Count the lines in the items below that contain the string "pretty", where case counts, and give only that number.

(Object point labels)
####

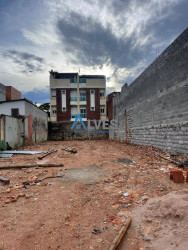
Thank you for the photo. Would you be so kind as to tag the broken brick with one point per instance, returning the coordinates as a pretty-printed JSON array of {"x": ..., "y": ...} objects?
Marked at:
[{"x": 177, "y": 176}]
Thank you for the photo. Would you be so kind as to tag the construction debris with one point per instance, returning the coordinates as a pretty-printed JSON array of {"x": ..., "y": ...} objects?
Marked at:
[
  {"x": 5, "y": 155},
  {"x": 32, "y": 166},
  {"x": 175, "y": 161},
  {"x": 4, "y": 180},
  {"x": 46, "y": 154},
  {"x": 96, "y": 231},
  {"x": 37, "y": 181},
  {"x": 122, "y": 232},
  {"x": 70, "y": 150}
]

####

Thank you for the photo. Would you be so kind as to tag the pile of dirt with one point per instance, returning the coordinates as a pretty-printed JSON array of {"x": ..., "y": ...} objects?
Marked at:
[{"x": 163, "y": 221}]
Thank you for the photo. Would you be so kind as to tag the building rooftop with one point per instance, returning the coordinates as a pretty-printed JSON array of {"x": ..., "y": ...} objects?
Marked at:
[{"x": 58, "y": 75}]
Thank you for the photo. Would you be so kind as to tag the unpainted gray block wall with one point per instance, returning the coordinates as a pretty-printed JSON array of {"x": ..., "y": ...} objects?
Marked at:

####

Response to this task:
5